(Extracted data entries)
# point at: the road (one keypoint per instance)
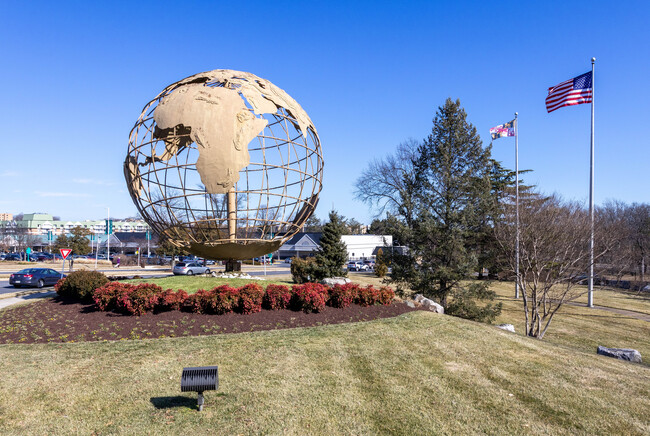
(5, 288)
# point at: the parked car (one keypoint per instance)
(357, 266)
(190, 268)
(369, 263)
(38, 277)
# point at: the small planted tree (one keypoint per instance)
(554, 254)
(332, 254)
(381, 269)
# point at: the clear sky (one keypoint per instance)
(75, 76)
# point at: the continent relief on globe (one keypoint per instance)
(220, 124)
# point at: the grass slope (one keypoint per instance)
(419, 373)
(192, 284)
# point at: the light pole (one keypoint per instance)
(108, 234)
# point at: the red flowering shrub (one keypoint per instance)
(386, 295)
(139, 300)
(250, 298)
(170, 300)
(197, 302)
(276, 297)
(80, 285)
(58, 285)
(222, 299)
(105, 297)
(309, 297)
(341, 296)
(368, 296)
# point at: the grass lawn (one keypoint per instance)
(418, 373)
(192, 284)
(582, 328)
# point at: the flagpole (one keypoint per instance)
(517, 205)
(590, 297)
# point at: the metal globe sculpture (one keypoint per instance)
(225, 165)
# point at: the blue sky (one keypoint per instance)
(76, 75)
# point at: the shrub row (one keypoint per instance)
(80, 285)
(251, 298)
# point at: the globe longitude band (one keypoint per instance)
(277, 189)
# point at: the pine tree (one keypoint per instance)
(332, 253)
(453, 196)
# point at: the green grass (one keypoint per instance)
(194, 283)
(419, 373)
(582, 328)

• [The problem] Word-for-word copy, no pictures: write out the entries above in full.

• [Output of the task]
# point at: the road (one keypoint per instance)
(5, 288)
# point at: the parked car (one keypoint per instance)
(357, 266)
(190, 268)
(369, 263)
(38, 277)
# point at: the small planted tree (one keypoint per instance)
(554, 254)
(332, 254)
(381, 269)
# point at: the clear sky (one keypoint per instance)
(75, 76)
# point at: the continent relief on globe (one keypoint per instance)
(220, 124)
# point at: the grass slope (one keypoint per instance)
(419, 373)
(192, 284)
# point at: the light pole (one keypoint per instance)
(108, 234)
# point at: the red flowering shrub (one keypoint per instance)
(386, 295)
(139, 300)
(250, 298)
(170, 300)
(197, 302)
(276, 297)
(80, 285)
(58, 285)
(222, 299)
(105, 297)
(309, 297)
(341, 296)
(368, 296)
# point at: the grass lawn (one keypoint per instance)
(418, 373)
(192, 284)
(582, 328)
# point at: the flagpole (one keypoint per instance)
(517, 205)
(590, 297)
# point at: the metal globe sculpture (one keypoint per instance)
(225, 165)
# point at: the blue sky (one keypoint per instance)
(76, 75)
# point at: the shrub row (one keypoint per instance)
(80, 285)
(251, 298)
# point at: the globe longitude band (one keypoint per instance)
(277, 189)
# point at: the pine tree (one keypoint per instance)
(332, 253)
(453, 196)
# point at: the green grass (one keypoint per instance)
(194, 283)
(419, 373)
(582, 328)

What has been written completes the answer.